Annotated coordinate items
┄┄┄┄┄┄┄┄┄┄┄┄┄┄┄┄┄┄┄┄
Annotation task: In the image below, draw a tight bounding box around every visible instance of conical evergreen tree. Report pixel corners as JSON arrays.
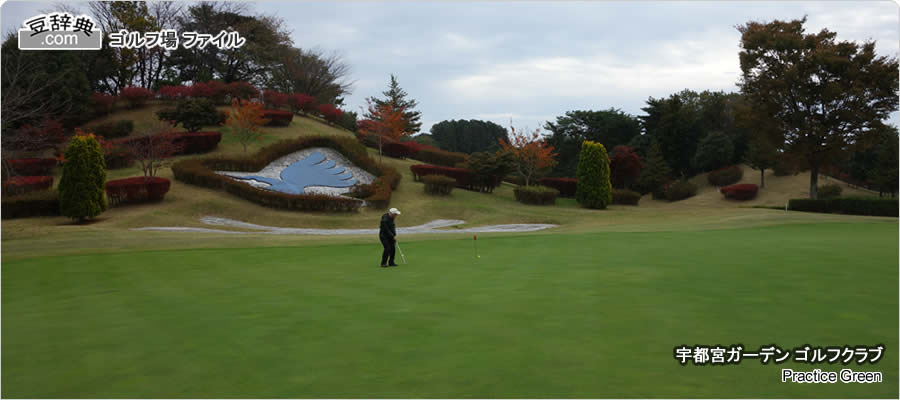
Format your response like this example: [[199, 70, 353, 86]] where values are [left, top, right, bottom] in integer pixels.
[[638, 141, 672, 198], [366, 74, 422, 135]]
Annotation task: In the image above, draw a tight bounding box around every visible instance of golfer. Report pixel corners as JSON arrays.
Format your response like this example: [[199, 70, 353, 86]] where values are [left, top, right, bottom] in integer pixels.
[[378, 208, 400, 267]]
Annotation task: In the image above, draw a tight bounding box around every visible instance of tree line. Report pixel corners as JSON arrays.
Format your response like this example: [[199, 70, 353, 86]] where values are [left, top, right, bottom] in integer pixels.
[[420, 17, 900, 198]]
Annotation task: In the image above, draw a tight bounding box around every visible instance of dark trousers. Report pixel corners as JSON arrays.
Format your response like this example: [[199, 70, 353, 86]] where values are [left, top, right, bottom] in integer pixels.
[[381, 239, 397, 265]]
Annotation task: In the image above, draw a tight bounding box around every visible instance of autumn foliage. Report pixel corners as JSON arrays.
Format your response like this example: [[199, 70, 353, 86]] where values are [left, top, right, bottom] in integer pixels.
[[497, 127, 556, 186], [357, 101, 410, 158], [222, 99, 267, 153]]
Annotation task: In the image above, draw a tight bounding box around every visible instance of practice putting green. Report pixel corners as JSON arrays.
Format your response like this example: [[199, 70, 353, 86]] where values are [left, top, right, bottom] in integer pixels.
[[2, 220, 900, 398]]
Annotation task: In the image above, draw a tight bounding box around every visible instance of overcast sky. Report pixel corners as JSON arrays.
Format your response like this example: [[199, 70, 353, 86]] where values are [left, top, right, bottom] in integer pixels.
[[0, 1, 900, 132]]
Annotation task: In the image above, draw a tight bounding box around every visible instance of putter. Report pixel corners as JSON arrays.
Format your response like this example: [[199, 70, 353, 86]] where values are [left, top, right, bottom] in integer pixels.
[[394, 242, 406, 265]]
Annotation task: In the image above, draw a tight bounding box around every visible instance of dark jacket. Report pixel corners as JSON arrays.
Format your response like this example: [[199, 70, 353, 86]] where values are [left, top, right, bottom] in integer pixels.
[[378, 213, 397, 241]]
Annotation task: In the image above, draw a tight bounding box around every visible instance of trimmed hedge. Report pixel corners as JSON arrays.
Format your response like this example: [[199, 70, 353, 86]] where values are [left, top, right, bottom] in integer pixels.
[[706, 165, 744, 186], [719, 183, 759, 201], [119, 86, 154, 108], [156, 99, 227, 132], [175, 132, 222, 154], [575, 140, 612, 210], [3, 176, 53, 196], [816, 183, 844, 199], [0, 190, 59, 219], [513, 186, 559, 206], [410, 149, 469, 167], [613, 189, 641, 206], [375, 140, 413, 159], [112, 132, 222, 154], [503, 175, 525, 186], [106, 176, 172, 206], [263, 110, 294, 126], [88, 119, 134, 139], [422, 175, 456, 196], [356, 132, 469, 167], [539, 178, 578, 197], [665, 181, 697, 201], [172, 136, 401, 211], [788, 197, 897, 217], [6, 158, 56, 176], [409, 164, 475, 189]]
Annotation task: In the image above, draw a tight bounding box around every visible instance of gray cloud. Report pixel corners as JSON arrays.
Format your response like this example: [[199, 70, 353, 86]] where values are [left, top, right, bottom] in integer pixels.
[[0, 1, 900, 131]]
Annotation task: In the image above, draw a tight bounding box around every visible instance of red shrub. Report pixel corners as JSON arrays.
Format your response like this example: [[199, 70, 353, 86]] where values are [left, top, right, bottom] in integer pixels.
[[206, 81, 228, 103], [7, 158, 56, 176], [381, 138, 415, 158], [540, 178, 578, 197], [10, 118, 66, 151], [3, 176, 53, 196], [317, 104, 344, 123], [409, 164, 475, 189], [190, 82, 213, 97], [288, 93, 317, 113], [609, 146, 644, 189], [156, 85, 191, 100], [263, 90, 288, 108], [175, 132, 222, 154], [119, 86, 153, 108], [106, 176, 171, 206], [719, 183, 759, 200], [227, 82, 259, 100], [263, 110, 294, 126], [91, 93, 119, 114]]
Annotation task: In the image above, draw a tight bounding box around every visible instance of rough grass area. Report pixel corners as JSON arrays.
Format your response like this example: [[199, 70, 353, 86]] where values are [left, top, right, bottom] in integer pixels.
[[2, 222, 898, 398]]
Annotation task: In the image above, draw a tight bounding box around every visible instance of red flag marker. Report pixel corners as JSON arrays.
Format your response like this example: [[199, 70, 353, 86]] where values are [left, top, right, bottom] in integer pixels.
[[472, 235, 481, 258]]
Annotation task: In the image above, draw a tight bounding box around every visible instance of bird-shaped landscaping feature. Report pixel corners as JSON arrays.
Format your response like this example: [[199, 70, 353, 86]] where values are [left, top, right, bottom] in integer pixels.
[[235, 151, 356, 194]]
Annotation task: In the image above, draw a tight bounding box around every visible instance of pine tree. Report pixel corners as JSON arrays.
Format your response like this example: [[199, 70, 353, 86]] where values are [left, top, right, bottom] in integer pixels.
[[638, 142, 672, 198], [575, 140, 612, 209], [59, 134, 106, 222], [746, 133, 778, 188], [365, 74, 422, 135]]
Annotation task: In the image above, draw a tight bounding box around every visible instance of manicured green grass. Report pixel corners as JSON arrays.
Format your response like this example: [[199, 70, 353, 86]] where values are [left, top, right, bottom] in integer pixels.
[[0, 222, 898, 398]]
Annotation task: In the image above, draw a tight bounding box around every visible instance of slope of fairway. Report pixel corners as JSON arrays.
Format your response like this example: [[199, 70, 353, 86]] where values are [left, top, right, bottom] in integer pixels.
┄┄┄┄┄┄┄┄┄┄┄┄┄┄┄┄┄┄┄┄
What the task asks: Update all the items above by replacing every occurrence of "tight bounding box" with "snug bounding box" and leaving everything else unchanged. Omit the pictures from your answer.

Written response:
Annotation task: In the image below, draw a snug bounding box around every visible instance of conical evergreen tree. Report pixel corners as JSON arrays.
Format your response like this example: [[199, 70, 353, 86]] where values are [left, top, right, bottom] in integer pixels.
[[638, 141, 672, 198], [366, 74, 422, 135]]
Annotation task: In the image above, draw a snug bounding box around every visible instance of golfer. Report pixel corners as JSON arrays.
Format your response like this example: [[199, 70, 353, 86]] where values are [left, top, right, bottom] in integer pixels.
[[378, 208, 400, 267]]
Annotation task: In the image above, draw a snug bounding box around every visible instance of tree line. Report pixel corners as JSON arrays.
Format your response like this example: [[199, 70, 353, 86]] where values are [left, top, right, bottom] in integer pixels.
[[420, 17, 900, 198]]
Annotation task: In the image above, draw a snug bounding box around every visible instance of dark trousers. Report pixel corners as JSON arrays.
Format your response like this example: [[199, 70, 353, 86]] where values are [left, top, right, bottom] in integer pixels.
[[381, 239, 397, 265]]
Annotation task: In the image above, draw a snug bounding box around every visible instance of autumn foliage. Report pixel corners as JSON arrays.
Format your response like this example: [[199, 70, 353, 86]] where values are [left, top, right, bottom] in integer pixels.
[[497, 127, 556, 186], [357, 101, 410, 158], [222, 99, 267, 153]]
Annotation task: In the image above, draw a snug bounding box around every visible instance of practice putting green. Report pixel corners as JSON arrays.
Format your response like this example: [[199, 70, 353, 86]] where values are [left, top, right, bottom] in integer pixels.
[[2, 220, 900, 398]]
Annotation task: In the image above, draw a snug bounding box around every visible instance of overcast sky. Report pixel corners as JSON arrays.
Format your response like this example: [[199, 70, 353, 86]] where values are [left, top, right, bottom] in integer pixels.
[[0, 1, 900, 132]]
Annotation task: In the image above, draw a snug bounding box around every visible instance of putter. Report pixel corners as JSON arrays.
Format your response like this example: [[199, 70, 353, 86]] where values are [left, top, right, bottom] in integer pixels.
[[394, 242, 406, 265]]
Annotation task: In the image above, draw a snug bounding box around every visible instance of dark jacket. Report pixel corners as JSON arrays.
Format your response like this example: [[199, 70, 353, 86]] where values are [left, top, right, bottom] in integer pixels.
[[378, 213, 397, 241]]
Annotation task: In the image above, draw a snug bounding box around every visible instance of trimmed hedge. Report pixel corners as JSON arrays.
Format your response like this example: [[199, 70, 353, 86]] where values are [left, top, right, bottom] in integer pixels.
[[706, 165, 744, 186], [719, 183, 759, 201], [119, 86, 154, 108], [156, 99, 227, 132], [175, 132, 222, 154], [575, 140, 612, 210], [3, 176, 53, 196], [816, 183, 844, 199], [0, 190, 59, 219], [513, 186, 559, 206], [410, 149, 469, 167], [613, 189, 641, 206], [375, 140, 413, 159], [112, 132, 222, 154], [503, 175, 525, 186], [106, 176, 172, 206], [263, 110, 294, 126], [88, 119, 134, 139], [422, 175, 456, 196], [356, 132, 469, 167], [539, 178, 578, 197], [665, 181, 697, 201], [172, 136, 401, 211], [788, 197, 897, 217], [6, 158, 56, 176], [409, 164, 475, 189]]
Annotation task: In the image above, draw a snug bounding box around every visible instance of gray cloud. Report pixel corners as JSON arrays.
Format your response like this example: [[199, 70, 353, 86]] where values are [left, top, right, bottom] in integer pixels.
[[0, 1, 900, 131]]
Annotation task: In the image above, draw a snug bounding box around every visible instance of red shrub. Report pixel corners as JSON arrays.
Format your response like this example: [[199, 70, 353, 86]] where values are [left, top, right, bottom] in integer pixels.
[[206, 81, 228, 103], [7, 158, 56, 176], [381, 138, 415, 158], [540, 178, 578, 197], [10, 118, 66, 151], [3, 176, 53, 196], [317, 104, 344, 123], [409, 164, 475, 189], [190, 82, 213, 97], [288, 93, 317, 113], [609, 146, 644, 189], [156, 85, 191, 100], [263, 90, 288, 108], [175, 132, 222, 154], [119, 86, 153, 108], [106, 176, 171, 206], [719, 183, 759, 200], [227, 82, 259, 100], [263, 110, 294, 126], [91, 93, 119, 114]]
Annotation task: In the image above, draw a snug bounding box around every visible instance of rough grass area. Report pixel corners as JSON arrays.
Format your response like this example: [[199, 70, 353, 86]] where values are [left, top, right, bottom] in integer pixels.
[[2, 222, 898, 398]]
Annotation task: In the image above, draw a snug bounding box around every visible instance of red flag marker. Report pixel corners as JSON arrays.
Format your response like this example: [[199, 70, 353, 86]] where values are [left, top, right, bottom] in integer pixels.
[[472, 235, 481, 258]]
Annotation task: In the image above, draw a snug bounding box around every visible instance of bird-shaped landscaping feature. Report pixel corners as JSON arrays.
Format your response like this example: [[199, 70, 353, 86]] where values are [left, top, right, bottom] in integer pixels.
[[235, 151, 356, 194]]
Annotation task: In the image above, draw a snug bounding box around every visible instance of pine tree. Report pixel corners as JSON arrays.
Format your response like this example: [[199, 70, 353, 86]] where values are [left, top, right, bottom] in integer pixels.
[[638, 142, 672, 198], [575, 140, 612, 209], [59, 134, 106, 222], [746, 133, 778, 188], [365, 74, 422, 135]]
Annotation task: In the image above, draw a snug bounding box around every visible instance of manicured green grass. Report pixel corners as JSON arrays.
Format your response like this example: [[199, 70, 353, 86]] where values are [left, top, right, bottom] in integer pixels.
[[0, 222, 898, 398]]
Annotation task: In the image above, draw a snug bounding box around every visible instance of slope of fairway. Report pixel corners as JSON arrays.
Format your response like this example: [[199, 70, 353, 86]] where values are [left, top, right, bottom] in integer pixels.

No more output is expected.